Problem to solve:
Please report each line of the data below that contains "chair".

#####

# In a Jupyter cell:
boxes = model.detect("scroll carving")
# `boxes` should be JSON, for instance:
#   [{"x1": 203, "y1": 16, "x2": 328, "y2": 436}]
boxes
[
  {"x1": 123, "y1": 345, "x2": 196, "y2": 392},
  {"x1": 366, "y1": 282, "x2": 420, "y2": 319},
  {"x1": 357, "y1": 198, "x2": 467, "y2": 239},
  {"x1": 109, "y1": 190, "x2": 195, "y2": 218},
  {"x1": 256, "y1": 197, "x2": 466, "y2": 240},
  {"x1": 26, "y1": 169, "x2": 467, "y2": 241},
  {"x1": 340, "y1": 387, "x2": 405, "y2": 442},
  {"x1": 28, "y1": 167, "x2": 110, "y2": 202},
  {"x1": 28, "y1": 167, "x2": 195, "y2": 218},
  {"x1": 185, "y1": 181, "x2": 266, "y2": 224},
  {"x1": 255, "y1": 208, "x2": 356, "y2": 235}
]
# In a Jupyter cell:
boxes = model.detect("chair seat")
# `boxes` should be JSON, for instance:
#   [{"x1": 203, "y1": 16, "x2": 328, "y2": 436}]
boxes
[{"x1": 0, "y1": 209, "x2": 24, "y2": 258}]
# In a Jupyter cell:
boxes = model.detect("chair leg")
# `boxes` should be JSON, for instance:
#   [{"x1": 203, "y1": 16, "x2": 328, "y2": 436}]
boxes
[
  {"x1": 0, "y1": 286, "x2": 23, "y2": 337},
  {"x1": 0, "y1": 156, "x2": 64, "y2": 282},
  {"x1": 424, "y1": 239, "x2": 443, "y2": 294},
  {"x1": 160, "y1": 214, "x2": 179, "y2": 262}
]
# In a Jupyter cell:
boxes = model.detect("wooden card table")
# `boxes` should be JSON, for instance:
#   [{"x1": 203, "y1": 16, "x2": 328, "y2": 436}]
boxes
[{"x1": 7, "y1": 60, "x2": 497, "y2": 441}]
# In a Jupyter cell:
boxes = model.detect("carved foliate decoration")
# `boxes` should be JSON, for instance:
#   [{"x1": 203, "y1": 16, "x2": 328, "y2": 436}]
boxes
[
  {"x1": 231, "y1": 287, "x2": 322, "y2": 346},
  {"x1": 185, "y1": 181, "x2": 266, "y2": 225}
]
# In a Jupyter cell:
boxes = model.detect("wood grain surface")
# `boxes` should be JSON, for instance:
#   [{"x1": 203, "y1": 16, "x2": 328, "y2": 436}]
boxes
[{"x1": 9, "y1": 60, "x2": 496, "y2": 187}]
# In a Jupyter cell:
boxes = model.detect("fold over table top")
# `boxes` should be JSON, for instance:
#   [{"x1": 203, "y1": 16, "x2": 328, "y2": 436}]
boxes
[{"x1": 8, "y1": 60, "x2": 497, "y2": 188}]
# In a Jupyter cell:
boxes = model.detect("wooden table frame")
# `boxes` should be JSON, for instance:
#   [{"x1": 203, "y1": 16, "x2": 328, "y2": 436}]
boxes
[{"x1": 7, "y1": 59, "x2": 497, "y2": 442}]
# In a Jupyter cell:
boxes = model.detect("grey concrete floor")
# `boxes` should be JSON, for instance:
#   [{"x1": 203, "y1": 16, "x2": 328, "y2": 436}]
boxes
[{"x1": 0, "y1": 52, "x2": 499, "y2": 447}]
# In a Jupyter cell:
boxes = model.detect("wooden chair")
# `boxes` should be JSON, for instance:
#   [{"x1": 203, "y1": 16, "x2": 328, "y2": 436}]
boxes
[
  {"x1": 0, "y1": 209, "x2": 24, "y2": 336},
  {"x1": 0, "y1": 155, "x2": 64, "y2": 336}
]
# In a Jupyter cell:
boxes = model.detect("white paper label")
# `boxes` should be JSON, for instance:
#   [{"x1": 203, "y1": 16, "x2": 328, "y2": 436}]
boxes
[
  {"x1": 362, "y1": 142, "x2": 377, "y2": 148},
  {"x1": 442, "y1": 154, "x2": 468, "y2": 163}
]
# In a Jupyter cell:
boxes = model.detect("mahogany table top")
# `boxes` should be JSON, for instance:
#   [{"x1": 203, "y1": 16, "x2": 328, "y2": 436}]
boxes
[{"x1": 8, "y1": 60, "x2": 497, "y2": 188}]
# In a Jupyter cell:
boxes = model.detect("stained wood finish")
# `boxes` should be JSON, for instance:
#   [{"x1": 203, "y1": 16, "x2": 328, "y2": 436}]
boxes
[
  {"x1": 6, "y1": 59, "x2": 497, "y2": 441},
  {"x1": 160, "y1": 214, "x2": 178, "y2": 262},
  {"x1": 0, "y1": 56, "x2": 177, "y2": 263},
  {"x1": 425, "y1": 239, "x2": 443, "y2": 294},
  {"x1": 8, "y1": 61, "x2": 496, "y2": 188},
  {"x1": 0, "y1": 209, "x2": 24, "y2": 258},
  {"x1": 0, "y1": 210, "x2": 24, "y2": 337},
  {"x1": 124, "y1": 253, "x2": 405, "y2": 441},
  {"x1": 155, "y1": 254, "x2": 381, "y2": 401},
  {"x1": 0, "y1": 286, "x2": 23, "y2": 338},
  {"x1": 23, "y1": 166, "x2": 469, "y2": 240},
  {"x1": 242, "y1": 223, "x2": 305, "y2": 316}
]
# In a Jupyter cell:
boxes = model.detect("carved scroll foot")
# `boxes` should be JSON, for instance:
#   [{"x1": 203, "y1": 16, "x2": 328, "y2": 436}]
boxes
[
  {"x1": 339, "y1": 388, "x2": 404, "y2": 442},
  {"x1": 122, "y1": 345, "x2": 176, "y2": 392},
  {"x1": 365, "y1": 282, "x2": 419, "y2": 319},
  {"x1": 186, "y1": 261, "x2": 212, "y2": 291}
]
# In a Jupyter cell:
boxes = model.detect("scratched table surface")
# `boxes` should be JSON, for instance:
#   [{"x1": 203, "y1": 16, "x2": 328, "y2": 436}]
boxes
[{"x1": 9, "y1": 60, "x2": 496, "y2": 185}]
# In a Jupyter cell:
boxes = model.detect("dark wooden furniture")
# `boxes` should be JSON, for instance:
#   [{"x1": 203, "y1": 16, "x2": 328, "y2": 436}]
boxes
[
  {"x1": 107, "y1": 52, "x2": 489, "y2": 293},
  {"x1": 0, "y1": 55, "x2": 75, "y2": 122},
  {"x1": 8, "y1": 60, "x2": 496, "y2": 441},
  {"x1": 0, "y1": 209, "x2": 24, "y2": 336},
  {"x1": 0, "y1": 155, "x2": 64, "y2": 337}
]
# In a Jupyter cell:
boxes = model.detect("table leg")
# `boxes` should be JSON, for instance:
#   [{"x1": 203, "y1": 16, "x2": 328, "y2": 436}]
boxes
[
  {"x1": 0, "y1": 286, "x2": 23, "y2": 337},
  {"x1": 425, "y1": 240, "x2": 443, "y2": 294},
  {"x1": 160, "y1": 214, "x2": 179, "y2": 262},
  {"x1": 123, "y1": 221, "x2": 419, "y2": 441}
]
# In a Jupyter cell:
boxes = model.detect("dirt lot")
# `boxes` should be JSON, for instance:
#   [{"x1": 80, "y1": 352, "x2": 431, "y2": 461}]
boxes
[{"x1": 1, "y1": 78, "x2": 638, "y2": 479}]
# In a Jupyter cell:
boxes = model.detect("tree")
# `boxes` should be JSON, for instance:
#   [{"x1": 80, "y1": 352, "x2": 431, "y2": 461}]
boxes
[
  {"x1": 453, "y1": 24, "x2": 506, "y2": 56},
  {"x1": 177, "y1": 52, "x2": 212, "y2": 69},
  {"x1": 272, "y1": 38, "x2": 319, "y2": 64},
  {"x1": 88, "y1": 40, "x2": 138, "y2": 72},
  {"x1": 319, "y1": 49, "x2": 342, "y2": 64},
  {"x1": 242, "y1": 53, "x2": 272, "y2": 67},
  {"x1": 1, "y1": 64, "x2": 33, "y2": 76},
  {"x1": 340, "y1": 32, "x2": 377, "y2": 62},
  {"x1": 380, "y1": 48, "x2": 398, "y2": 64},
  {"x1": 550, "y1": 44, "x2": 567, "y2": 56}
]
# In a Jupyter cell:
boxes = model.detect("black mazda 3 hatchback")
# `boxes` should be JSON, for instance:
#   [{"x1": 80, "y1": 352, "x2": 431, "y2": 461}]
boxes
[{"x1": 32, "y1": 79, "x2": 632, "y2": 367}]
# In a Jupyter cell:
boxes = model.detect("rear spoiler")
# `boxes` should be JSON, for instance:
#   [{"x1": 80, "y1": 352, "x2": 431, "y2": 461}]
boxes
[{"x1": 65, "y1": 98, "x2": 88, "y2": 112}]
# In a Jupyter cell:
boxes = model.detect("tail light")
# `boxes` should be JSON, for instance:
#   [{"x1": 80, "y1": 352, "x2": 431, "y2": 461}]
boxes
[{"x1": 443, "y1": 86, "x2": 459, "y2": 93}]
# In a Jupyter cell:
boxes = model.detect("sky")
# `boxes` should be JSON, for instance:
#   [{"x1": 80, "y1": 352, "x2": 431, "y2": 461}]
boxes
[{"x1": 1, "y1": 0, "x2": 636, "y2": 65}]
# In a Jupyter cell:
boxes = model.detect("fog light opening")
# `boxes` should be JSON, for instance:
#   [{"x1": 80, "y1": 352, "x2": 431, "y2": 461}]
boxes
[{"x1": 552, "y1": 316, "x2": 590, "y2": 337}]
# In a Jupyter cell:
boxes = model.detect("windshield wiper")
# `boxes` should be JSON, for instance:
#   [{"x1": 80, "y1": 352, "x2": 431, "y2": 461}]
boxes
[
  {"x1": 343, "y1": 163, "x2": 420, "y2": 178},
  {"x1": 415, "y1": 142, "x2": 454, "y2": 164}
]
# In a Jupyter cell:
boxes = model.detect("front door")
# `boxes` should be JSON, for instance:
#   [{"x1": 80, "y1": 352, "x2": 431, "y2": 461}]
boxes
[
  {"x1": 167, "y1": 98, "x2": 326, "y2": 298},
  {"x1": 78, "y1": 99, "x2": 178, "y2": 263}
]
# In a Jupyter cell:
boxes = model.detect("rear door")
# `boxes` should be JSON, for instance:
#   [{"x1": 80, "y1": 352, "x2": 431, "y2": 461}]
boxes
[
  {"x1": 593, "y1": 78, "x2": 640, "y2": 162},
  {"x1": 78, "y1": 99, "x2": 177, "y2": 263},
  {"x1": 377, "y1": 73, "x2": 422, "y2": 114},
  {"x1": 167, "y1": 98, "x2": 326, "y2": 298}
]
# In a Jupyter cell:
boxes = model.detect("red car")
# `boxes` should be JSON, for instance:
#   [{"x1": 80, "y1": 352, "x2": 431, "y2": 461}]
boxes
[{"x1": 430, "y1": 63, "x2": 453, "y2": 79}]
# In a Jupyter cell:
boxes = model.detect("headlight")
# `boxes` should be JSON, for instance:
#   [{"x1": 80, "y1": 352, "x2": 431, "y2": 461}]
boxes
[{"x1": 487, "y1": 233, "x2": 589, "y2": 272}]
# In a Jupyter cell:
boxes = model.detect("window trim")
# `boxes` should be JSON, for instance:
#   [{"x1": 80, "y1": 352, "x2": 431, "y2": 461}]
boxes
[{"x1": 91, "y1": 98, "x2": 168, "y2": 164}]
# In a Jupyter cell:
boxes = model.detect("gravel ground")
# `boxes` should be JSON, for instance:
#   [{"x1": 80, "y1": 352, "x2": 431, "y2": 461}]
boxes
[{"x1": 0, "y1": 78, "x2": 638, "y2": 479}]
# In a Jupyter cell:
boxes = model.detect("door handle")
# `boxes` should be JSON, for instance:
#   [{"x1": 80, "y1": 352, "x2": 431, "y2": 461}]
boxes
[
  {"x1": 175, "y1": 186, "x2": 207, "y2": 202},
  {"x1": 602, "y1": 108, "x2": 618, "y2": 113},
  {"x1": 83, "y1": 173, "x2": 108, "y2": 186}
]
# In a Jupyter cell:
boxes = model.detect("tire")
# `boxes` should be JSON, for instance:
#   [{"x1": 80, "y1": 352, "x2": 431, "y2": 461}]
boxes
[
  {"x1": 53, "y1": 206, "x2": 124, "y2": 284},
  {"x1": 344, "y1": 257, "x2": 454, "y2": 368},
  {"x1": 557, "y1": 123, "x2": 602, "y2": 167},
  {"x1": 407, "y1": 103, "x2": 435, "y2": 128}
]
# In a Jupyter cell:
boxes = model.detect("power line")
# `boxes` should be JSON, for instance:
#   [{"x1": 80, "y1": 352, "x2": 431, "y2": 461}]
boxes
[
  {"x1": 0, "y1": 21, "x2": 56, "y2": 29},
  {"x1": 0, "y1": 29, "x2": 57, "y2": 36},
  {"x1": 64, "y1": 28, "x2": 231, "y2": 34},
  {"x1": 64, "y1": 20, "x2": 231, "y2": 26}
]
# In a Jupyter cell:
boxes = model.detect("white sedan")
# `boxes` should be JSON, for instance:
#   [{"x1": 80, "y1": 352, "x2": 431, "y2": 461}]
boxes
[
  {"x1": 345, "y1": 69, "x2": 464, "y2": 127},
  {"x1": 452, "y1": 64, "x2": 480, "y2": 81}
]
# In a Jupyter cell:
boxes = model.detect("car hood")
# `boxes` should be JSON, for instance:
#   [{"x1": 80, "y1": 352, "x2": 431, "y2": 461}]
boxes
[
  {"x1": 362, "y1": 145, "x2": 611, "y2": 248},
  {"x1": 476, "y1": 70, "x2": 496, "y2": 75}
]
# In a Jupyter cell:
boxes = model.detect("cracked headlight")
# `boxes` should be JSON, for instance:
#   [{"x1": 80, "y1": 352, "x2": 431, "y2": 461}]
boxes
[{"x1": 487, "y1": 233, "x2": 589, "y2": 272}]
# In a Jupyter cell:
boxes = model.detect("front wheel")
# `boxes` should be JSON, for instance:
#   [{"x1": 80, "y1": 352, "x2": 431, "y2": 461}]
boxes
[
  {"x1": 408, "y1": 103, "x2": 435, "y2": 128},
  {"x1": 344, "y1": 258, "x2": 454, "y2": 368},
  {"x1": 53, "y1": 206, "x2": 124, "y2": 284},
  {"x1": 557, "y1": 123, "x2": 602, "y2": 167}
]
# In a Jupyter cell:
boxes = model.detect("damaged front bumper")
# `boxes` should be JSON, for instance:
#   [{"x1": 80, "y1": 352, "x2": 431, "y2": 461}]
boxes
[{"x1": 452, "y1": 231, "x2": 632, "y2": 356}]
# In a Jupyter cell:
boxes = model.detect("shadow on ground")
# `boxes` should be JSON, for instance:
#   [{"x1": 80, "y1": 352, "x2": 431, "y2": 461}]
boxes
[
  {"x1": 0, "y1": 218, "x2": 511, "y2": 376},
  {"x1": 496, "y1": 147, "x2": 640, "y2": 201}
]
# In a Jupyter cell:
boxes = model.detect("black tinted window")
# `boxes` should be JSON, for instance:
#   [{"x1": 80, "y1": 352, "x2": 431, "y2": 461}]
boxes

#####

Reply:
boxes = model.detect("chair seat")
boxes = model.detect("chair leg")
boxes = model.detect("wooden chair")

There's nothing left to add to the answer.